- [EXERCISE REQUIREMENTS] Copy each of the records below word for word, without changing a single line.

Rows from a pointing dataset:
= = = =

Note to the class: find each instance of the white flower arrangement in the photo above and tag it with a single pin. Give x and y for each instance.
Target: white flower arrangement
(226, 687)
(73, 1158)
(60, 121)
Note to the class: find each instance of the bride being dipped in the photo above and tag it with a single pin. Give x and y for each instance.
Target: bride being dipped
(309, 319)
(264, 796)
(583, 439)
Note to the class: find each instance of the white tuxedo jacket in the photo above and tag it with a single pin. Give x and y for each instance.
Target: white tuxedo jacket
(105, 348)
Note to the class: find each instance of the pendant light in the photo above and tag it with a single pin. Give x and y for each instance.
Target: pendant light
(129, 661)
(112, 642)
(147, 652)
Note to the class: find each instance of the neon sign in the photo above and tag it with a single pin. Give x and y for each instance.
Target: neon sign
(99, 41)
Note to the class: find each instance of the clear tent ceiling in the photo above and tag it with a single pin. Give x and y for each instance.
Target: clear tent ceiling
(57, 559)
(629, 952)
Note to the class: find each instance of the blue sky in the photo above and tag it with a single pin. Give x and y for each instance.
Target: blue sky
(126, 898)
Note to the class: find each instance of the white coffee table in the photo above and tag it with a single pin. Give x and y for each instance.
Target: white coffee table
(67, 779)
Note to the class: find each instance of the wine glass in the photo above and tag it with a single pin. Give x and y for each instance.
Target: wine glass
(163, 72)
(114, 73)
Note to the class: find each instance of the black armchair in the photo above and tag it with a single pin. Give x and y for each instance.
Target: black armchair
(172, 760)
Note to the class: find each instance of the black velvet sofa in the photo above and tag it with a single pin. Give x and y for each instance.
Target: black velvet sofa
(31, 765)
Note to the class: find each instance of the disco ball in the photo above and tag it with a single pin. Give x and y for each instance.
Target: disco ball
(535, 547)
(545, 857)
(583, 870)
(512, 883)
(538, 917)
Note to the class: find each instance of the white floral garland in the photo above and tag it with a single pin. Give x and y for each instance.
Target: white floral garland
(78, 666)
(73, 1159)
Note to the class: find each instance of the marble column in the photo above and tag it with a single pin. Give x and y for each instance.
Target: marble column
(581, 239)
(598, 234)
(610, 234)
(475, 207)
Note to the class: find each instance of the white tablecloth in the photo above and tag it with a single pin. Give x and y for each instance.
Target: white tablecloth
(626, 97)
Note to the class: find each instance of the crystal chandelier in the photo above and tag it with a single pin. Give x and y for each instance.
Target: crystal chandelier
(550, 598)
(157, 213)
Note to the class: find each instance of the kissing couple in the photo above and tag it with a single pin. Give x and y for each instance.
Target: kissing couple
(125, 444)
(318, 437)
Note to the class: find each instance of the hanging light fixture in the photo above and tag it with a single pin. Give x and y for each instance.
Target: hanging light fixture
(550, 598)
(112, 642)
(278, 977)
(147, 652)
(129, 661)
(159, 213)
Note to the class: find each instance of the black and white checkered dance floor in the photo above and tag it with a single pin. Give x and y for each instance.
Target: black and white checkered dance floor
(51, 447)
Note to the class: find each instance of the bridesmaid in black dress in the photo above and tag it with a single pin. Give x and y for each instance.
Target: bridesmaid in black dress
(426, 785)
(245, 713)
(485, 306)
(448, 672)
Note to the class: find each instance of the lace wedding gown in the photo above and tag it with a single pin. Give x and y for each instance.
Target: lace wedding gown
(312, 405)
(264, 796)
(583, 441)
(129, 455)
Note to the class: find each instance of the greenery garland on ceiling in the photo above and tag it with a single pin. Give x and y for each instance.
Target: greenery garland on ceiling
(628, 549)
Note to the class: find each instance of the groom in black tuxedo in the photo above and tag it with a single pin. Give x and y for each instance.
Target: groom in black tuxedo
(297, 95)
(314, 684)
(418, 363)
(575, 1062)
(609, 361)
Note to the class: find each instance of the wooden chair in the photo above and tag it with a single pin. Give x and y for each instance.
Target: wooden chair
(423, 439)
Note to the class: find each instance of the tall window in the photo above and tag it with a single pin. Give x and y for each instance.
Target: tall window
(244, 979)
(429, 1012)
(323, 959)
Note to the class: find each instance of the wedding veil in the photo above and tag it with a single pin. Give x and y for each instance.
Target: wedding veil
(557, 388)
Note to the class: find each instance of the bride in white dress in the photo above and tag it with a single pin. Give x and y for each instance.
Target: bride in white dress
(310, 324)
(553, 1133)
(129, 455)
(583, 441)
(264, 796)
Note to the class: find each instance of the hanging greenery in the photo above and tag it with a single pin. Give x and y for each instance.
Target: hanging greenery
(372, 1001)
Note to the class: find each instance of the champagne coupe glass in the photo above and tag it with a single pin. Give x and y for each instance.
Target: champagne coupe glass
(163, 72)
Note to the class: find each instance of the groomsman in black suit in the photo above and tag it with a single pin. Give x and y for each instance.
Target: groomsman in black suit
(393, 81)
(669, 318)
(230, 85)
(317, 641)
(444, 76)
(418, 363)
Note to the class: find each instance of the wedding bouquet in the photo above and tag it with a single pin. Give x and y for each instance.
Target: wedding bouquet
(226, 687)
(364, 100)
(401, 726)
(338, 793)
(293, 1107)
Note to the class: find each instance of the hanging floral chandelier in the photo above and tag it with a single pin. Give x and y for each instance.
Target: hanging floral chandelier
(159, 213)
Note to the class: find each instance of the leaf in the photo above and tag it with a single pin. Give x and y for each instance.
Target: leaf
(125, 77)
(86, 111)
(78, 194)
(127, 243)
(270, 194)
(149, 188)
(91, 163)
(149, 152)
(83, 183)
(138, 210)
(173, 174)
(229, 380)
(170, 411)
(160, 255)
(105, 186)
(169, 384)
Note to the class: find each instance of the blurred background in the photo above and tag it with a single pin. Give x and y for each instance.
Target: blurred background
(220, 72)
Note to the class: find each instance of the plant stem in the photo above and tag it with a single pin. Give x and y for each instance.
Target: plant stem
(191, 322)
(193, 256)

= = = =

- [EXPECTED ANSWER]
Note to the class: find each instance of the white flower arrangement in the photo above and tag it with a single pin. Give x and y for each instance.
Target: white flower arrangement
(226, 687)
(73, 1158)
(60, 121)
Note to the class: find each instance of the bride being dipped in the photo above and tag it with a single pin. Give x and y for each instance.
Target: bride being dipped
(309, 319)
(264, 796)
(583, 439)
Note to the class: find each instance of the white tuxedo jacket in the photo above and tag it with a single pin. Give x and y for each instance.
Target: white tuxedo jacket
(105, 348)
Note to the class: find each instance of the pendant light in the photo above and tag it with a single pin. Give x and y for each instance.
Target: pendant light
(129, 661)
(112, 642)
(147, 652)
Note to the class: find each instance of the neon sign in the photo above and tag it with a single pin. Give x and y for each instance.
Target: neon sign
(99, 41)
Note to the class: find each instance of the clear tent ceiling in the photo above and tag it with a single pin. Give x and y for each instance.
Target: clear tent ceiling
(57, 559)
(629, 952)
Note to the class: find each instance of the blue sky in the photo above and tag it with a single pin. Give x and y for each instance.
Target: blue sky
(126, 898)
Note to the class: find each instance of the white coffee table in the photo above and tag it with a single pin. Give x and y for each instance.
Target: white coffee table
(67, 779)
Note to the class: find each instance of the wine glass in the photo above and tag it with a single pin. Give x and y for each instance.
Target: wine glass
(163, 72)
(114, 73)
Note to the class: find each instance of the black armchair in the photo above and tag it with a single pin. Give x and y for each instance.
Target: black armchair
(172, 760)
Note to the class: find each instance of the black velvet sofa in the photo above and tag it with a single pin. Give x and y for each instance.
Target: black velvet sofa
(31, 765)
Note to the class: find each instance of the disco ball in the photo above and tag it with a single pin. Give x and y for each instance.
Target: disco ball
(535, 547)
(545, 857)
(583, 870)
(512, 883)
(538, 917)
Note to the class: find each instance of the white floral garland in the photo above and tag it with a single pin. Give x and y for each instance.
Target: white floral garland
(78, 666)
(73, 1159)
Note to the class: find each instance of the marble column in the photo above and tag it with a single pin. Give x and y for each instance.
Target: marble column
(581, 239)
(598, 234)
(610, 234)
(475, 207)
Note to the class: find each instance of the white tablecloth in the photo above and tag it with a single pin. Give x and y for each instance.
Target: white tablecloth
(626, 97)
Note to the class: find each instance of the crystal chandelier in the photo above and tag it with a single pin. Give x and y for each instance.
Target: crystal chandelier
(550, 598)
(157, 213)
Note to the class: find each instance of the kissing couple in the photo above and tag it with a single pin. Give x and y for each instance.
Target: kissing couple
(125, 444)
(318, 437)
Note to the class: find each instance of the hanging light fixture in the photo above and tag it with a single pin. Give x and y for each instance.
Target: hanging light fixture
(550, 598)
(112, 642)
(278, 977)
(147, 652)
(129, 661)
(159, 213)
Note to the class: find each instance of the black and white checkered dance floor in the photo above and tag it with a single pin. Give x and y for each instance.
Target: black and white checkered dance floor
(51, 447)
Note to the class: find each instance of the bridesmaid in black dress in the photo above and tag it with a single pin. Give x and y for each instance.
Target: bridesmaid in black dress
(426, 785)
(245, 713)
(485, 306)
(448, 672)
Note to the class: find each instance of the lace wedding gown in the photo above and tag it with a single pin. Give x and y for each instance.
Target: lace wedding gown
(312, 405)
(264, 796)
(583, 441)
(129, 455)
Note to the class: find each instance of the greenery garland on ceiling in the photo above and tag it with a single pin. Give x and y for each instance.
Target: greenery garland on ceiling
(628, 549)
Note to the class: find each instance of the groom in black tuxedo in the photo above and tag it with a single pin. Give x and y for each instance.
Target: groom in black tuxedo
(297, 95)
(314, 684)
(418, 363)
(575, 1062)
(609, 361)
Note to the class: find each instance of the wooden chair in the photo above and tag it with a single pin. Give x and y for each instance.
Target: wooden chair
(423, 439)
Note to the class: find each instance of the tall window in the photo above and tag it with a single pin. Give x and y for each instance.
Target: tall window
(244, 979)
(429, 1012)
(323, 959)
Note to the class: find each instance of the wedding veil in the photo above and tag it with a single pin. Give x and y for each instance.
Target: wedding veil
(557, 388)
Note to the class: find each instance of the bride in white dress in the photo above and tag it with a single pin. Give x and y for each instance.
Target: bride in white dress
(310, 324)
(553, 1133)
(129, 455)
(583, 441)
(264, 796)
Note to the class: find each instance of the hanging greenery in the photo above and tag it with a single pin. Give x and y for each instance.
Target: hanging greenery
(372, 1001)
Note to the class: find each instance of the champagne coupe glass in the photo above and tag it with a single pin. Give x and y for each instance.
Target: champagne coupe glass
(163, 72)
Note to the class: find each instance of the groomsman in black suit in the photo above and tag it with a single pin. Give x and y for each instance.
Target: groomsman in black suit
(393, 81)
(669, 318)
(230, 85)
(317, 641)
(444, 76)
(418, 363)
Note to the class: find each instance of the wedding bouquet in the photo above and tag it with a single pin. Give x and y for each instance.
Target: wedding bouquet
(226, 687)
(364, 100)
(401, 726)
(338, 793)
(293, 1107)
Note to the class: find each instance of the hanging floral chandelier in the photo above and tag it with a single pin. Give x and y for each instance.
Target: hanging floral chandelier
(159, 213)
Note to the class: find each instance of the leaf in the photo above and tag it with a single pin. Give x and y for each instance.
Target: leaf
(125, 77)
(86, 111)
(78, 194)
(127, 243)
(270, 194)
(149, 188)
(91, 163)
(149, 152)
(83, 183)
(138, 210)
(173, 174)
(229, 380)
(170, 411)
(160, 255)
(105, 186)
(169, 384)
Note to the class: find each instance of the blurred background in the photo above and tag it with a single pin. Give x and y for each instance.
Target: blurred background
(220, 72)
Note to the class: find each instance of the plant stem in the photo above and tag it with a single pin. Give x and y for each instance.
Target: plant stem
(191, 322)
(193, 256)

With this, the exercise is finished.